課題の内容:
**a)** 芸術鑑賞のページから、「ピカソとマティス。二人のライバル関係と相互リスペクトの物語。」を含む語句で始めて「作品の「評価」ではなく、自分自身の「変化」。」のあとで終わる部分を、一字も変えずに書き写してもらえますか。
**b)** 芸術鑑賞のページにある「数多くみれば、しだいに目が肥えてくることはたしかです。」という一文を、英語に訳すとどうなりますか。
**c)** 芸術鑑賞についての文章は途中で終わっています。最後の一文のあとを受けて、その続きを書いてもらえますか。

ページ:
────────────────────
8月8日(水)正午まで データ版:3800円/CD版7800円
「正しい人生より、好きな人生を生きよう。」
――わからなさを楽しむ人生術
「マナーを身につけることで、自由になろう。」
――パブリックスペースに生きる作法術
※「備考欄」で、ご希望をお知らせください。
(300円分のポイントバック付き)
芸術作品は、どのように鑑賞すればいいのでしょうか。
数多くみれば、しだいに目が肥えてくることはたしかです。
でも、中谷さんは、芸術家をめぐる物語にふれることを提唱します。
ルブランがマリ・アントワネットに出会うまでの物語。
失われる名建築を残そうとした谷口吉郎と明治村の物語。
ピカソとマティス。二人のライバル関係と相互リスペクトの物語。
「物語」を通じて、力まずに芸術作品を味わってみませんか。
人物ドラマを通じて、芸術を鑑賞する方法、中谷さんから教わりました。
★こんな方にお奨めです♪
□芸術をどのように鑑賞すべきか知りたい方。
□芸術家をめぐる人間ドラマに興味のある方。
□「正しさ」にこだわってしまう方。
ゲスト:奈良巧さん(編集者)
芸術鑑賞というと、見たあと、論評をしなければならない。
そんな気持ちにさせられますが、そうではないようです。
「知っているものを見に行くのは『確認』。体験ではない。
1ミリでもいいから、観る前と後で変化が欲しい。
展覧会は、自分自身を変えに行く場所。」と中谷さん。
作品の「評価」ではなく、自分自身の「変化」。
美術館に出かけて、自分を進化させていきましょう。
いま、画像の修正アプリは、すごいようですね。
もはや、「別人」の域まで、加工することができるそうです。
「お抱えの絵師は、盛りすぎた。その点、ルブランは女性。
マリ・アントワネットの内面を描こうとした。
加工して自分好みにするのは、愛がない。
本当の愛とは、リアリズム。」と中谷さん。
生身の人間の内面に光を当てられるのが、愛なのですね。
抽象絵画やシュールレアリズム絵画には、好みが出ます。
「大好き!」という人もいれば、「粗大ごみ」にしか見えない人も(笑)。
でも、両極端に触れやすいからこそ、第一印象で終えたくはありません。
────────────────────
使えるデータ:
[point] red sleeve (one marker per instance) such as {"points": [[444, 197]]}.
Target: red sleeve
────────────────────
課題別の解答:
**a)**
ピカソとマティス。二人のライバル関係と相互リスペクトの物語。
「物語」を通じて、力まずに芸術作品を味わってみませんか。
人物ドラマを通じて、芸術を鑑賞する方法、中谷さんから教わりました。
★こんな方にお奨めです♪
□芸術をどのように鑑賞すべきか知りたい方。
□芸術家をめぐる人間ドラマに興味のある方。
□「正しさ」にこだわってしまう方。
ゲスト:奈良巧さん(編集者)
芸術鑑賞というと、見たあと、論評をしなければならない。
そんな気持ちにさせられますが、そうではないようです。
「知っているものを見に行くのは『確認』。体験ではない。
1ミリでもいいから、観る前と後で変化が欲しい。
展覧会は、自分自身を変えに行く場所。」と中谷さん。
作品の「評価」ではなく、自分自身の「変化」。

**b)** It is certainly true that if you look at a great many works, your eye gradually becomes more discerning.

**c)**
「落とし所を見つけたり、折り合いがつけたりするには、
グラデーションが必要。そのためには、たくさんみること。
ゼロか100では、社会でも通用しない。」と中谷さん。
経験値を増やすことで、微調整が可能になるのですね。
長い行列に並び、それなりの料金を支払って、対面した名画。
食い入るように必死にみてしまう。その気持ちもわかります。
でも、中谷さんは、こうおっしゃいます。
「全体をぼんやりみよう。必死にみると見落としてしまう。
よさがわからないからと焦らない。そんな余裕が欲しい。」
損保ジャパン日本興亜美術館にあるゴッホの「ひまわり」。
この絵、遠くからぼんやりみると、ゴッホの自画像に見える。
そう中谷さんがおっしゃっていましたよ。皆さんも、ぜひ!
「絵のよさ」をわかろうとするのは「正解」志向。
中谷さんは、つぎのように指摘します。
「良い悪いは、高い安いと同じように、他者の基準。
『自分、こういうのに弱いんだよね』と自分を眺めてみる。
自分独自のストライクゾーンを知るのが、メタ認知。」
世間的な評判や評価にとらわれずに、自分の好みで接する。
自分の価値軸を確立することで、深い絵画体験ができるのですね。
一人の恋人の出現で、ピカソは作風を一変させました。
「青の時代」から「バラ色の時代」といわれる展開がそれです。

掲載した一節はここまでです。